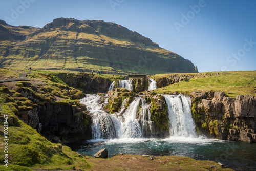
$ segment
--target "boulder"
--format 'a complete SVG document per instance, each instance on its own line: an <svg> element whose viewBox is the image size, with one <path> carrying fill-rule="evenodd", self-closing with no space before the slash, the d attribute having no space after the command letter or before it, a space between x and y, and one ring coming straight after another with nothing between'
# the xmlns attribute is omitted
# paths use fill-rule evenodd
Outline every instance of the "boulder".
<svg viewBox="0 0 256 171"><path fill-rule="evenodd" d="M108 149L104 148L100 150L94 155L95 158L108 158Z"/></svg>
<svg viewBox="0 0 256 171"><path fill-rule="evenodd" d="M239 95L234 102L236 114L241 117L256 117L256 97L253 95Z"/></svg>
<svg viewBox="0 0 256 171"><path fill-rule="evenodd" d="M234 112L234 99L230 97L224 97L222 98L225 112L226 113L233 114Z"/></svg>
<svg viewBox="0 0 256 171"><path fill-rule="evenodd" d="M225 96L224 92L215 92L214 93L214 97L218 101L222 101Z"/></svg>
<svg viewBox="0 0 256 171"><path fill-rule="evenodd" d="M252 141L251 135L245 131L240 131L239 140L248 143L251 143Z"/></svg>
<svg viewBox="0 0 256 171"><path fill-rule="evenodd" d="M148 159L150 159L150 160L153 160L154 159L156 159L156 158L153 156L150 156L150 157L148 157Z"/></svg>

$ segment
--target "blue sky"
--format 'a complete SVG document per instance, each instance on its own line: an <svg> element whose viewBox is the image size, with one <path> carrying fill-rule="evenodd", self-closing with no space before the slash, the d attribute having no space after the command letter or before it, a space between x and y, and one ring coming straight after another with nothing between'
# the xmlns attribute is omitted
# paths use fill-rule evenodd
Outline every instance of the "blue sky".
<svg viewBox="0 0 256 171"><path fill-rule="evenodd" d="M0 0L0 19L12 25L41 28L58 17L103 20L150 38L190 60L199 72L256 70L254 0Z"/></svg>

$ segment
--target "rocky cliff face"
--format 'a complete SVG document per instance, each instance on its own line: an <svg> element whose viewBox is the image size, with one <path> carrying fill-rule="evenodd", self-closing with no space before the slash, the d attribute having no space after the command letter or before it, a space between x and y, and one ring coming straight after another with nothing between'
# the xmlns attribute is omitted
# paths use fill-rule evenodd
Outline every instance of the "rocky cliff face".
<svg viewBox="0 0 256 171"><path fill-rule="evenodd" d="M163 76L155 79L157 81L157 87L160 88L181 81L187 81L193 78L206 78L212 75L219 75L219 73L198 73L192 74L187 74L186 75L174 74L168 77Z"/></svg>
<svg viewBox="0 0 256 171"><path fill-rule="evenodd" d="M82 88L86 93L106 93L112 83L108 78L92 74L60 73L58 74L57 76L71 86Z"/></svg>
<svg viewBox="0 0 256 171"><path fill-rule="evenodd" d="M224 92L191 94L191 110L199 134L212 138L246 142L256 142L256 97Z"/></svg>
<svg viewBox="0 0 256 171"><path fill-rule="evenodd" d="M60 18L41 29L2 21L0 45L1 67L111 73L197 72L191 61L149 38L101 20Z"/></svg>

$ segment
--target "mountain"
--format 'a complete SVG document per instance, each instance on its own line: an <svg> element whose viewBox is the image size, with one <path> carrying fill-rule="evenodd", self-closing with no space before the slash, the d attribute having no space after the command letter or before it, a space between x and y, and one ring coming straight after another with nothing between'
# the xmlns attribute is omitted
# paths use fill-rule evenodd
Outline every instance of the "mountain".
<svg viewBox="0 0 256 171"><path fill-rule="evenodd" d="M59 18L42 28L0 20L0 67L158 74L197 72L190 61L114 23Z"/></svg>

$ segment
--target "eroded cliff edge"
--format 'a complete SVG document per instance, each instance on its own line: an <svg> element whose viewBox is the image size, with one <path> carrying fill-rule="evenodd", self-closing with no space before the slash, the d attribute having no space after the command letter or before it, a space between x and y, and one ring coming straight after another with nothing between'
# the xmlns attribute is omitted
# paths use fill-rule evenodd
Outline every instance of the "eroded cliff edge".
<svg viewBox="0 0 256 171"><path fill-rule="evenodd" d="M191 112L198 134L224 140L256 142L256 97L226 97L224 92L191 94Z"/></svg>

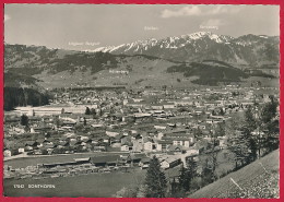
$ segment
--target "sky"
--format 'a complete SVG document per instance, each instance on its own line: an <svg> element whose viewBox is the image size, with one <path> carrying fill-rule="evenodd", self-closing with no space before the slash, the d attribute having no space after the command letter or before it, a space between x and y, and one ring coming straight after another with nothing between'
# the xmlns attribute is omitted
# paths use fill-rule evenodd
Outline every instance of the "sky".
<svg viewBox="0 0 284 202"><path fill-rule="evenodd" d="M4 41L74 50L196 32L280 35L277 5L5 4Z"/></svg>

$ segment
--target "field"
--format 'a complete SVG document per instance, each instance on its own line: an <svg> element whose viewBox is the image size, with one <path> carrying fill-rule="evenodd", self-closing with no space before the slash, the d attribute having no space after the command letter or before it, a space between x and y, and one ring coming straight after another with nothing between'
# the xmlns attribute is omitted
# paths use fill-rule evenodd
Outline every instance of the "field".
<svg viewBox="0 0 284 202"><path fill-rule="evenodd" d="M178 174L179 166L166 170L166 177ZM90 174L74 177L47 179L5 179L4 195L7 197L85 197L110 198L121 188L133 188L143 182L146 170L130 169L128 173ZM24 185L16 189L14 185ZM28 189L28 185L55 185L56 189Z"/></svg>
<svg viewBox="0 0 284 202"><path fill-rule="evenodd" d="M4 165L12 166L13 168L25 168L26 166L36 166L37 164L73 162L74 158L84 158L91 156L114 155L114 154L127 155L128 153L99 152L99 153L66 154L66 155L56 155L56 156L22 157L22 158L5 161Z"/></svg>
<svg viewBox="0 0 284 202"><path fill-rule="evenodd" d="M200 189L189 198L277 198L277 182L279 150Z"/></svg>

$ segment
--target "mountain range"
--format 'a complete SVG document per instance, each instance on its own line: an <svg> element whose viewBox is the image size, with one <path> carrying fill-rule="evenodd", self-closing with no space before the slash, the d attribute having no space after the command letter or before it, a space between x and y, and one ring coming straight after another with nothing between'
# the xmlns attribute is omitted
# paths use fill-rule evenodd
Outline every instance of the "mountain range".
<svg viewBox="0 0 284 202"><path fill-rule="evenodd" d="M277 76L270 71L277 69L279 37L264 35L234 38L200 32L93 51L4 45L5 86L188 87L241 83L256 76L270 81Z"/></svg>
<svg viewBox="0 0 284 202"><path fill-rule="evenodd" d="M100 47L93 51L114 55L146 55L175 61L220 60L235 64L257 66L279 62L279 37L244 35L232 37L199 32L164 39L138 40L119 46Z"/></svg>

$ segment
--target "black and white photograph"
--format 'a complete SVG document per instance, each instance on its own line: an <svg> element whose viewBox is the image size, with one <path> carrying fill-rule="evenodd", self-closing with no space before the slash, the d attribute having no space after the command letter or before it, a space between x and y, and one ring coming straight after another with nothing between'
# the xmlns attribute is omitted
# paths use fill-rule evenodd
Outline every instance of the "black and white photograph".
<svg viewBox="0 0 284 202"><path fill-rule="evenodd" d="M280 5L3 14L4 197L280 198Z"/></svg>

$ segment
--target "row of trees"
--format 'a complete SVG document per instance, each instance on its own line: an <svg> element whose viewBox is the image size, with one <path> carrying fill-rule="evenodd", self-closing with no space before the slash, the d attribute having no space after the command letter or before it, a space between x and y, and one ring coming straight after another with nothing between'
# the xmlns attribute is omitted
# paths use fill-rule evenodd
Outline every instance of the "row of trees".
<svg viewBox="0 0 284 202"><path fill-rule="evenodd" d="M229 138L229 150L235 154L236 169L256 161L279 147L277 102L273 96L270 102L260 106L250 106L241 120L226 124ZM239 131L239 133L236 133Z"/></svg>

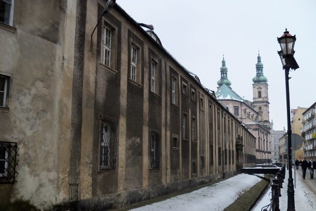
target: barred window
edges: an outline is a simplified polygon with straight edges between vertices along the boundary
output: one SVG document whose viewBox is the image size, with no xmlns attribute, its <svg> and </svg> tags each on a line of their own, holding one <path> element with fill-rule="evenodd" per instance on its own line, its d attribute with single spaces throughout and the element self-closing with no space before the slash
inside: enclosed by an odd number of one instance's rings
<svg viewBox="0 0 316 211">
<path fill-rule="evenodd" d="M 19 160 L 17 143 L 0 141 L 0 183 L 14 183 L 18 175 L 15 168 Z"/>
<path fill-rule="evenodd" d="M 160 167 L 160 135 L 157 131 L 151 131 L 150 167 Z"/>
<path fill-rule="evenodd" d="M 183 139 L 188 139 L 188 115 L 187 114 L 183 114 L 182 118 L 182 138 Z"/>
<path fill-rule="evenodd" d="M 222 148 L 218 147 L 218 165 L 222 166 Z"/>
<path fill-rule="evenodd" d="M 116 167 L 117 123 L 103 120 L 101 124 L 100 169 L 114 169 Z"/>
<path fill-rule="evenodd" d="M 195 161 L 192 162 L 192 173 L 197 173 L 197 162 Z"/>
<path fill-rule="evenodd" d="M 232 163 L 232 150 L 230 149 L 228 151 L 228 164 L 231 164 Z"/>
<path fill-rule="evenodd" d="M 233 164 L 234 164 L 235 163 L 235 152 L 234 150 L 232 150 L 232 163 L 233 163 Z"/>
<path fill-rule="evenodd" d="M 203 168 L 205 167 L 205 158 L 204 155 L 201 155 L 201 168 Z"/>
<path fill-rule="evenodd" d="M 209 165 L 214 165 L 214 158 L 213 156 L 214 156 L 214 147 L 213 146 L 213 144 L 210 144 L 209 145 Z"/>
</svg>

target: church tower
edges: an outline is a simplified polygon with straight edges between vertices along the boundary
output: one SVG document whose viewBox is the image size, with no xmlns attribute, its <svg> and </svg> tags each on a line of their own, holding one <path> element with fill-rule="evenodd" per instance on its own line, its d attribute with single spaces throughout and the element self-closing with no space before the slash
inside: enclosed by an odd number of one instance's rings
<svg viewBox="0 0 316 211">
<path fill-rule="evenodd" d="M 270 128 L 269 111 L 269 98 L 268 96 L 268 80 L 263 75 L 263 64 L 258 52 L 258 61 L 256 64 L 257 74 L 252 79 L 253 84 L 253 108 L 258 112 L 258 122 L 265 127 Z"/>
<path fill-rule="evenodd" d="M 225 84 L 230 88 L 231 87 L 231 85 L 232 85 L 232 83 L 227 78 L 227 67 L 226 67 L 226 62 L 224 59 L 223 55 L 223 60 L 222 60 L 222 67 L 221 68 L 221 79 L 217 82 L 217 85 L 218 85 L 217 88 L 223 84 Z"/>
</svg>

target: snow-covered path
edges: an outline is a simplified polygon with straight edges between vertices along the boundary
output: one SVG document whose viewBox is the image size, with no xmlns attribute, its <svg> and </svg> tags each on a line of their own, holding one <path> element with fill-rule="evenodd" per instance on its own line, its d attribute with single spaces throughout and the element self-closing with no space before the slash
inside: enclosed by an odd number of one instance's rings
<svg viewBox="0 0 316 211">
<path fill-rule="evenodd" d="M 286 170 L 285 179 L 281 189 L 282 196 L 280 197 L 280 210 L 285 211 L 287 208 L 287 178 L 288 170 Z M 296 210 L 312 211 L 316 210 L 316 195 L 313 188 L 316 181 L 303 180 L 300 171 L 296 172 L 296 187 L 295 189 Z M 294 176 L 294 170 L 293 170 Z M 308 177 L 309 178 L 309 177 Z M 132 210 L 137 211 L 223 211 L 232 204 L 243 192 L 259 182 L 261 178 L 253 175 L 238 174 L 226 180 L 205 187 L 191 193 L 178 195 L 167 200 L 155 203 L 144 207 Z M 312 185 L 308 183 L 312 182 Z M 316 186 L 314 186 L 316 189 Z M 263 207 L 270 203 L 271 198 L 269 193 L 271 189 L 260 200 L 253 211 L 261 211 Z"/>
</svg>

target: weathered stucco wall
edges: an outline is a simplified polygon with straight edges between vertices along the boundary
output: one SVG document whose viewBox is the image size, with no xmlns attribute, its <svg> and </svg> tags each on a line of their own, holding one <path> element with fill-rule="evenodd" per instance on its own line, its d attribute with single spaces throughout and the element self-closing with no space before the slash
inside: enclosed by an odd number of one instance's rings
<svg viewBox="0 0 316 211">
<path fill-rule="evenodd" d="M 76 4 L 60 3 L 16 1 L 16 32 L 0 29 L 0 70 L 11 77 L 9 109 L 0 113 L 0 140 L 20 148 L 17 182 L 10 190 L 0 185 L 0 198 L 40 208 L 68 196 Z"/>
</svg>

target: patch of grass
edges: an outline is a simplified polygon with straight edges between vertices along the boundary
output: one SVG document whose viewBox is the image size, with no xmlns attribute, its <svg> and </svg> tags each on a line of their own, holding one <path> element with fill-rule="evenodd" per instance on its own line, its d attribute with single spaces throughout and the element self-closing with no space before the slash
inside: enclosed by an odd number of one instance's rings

_ _ _ _

:: Problem to work on ::
Starting at the beginning of the data and ending with the line containing "159L150 159L150 160L153", recast every nonblank line as a Markdown table with the columns Row and Line, numbering the rows. Leave out the pictures.

:: Exercise output ::
| Row | Line |
|---|---|
| 1 | $ segment |
| 2 | --target "boulder" |
| 3 | --format 'a complete SVG document per instance, each instance on its own line: an <svg> element whose viewBox is the image size, with one <path> carrying fill-rule="evenodd", self-closing with no space before the slash, the d attribute having no space after the command letter or before it, a space between x and y, and one ring coming straight after another with nothing between' |
| 4 | # the xmlns attribute is omitted |
| 5 | # paths use fill-rule evenodd |
| 6 | Outline every instance of the "boulder". |
| 7 | <svg viewBox="0 0 256 171"><path fill-rule="evenodd" d="M108 149L104 148L100 150L94 155L95 158L108 158Z"/></svg> |
| 8 | <svg viewBox="0 0 256 171"><path fill-rule="evenodd" d="M239 95L234 102L236 114L241 117L256 117L256 97L253 95Z"/></svg> |
| 9 | <svg viewBox="0 0 256 171"><path fill-rule="evenodd" d="M234 112L234 99L230 97L224 97L222 98L225 112L226 113L233 114Z"/></svg> |
| 10 | <svg viewBox="0 0 256 171"><path fill-rule="evenodd" d="M225 96L224 92L215 92L214 93L214 97L218 101L222 101Z"/></svg> |
| 11 | <svg viewBox="0 0 256 171"><path fill-rule="evenodd" d="M252 141L251 135L245 131L240 131L239 140L248 143L251 143Z"/></svg> |
| 12 | <svg viewBox="0 0 256 171"><path fill-rule="evenodd" d="M148 159L150 159L150 160L153 160L154 159L156 159L156 158L153 156L150 156L150 157L148 157Z"/></svg> |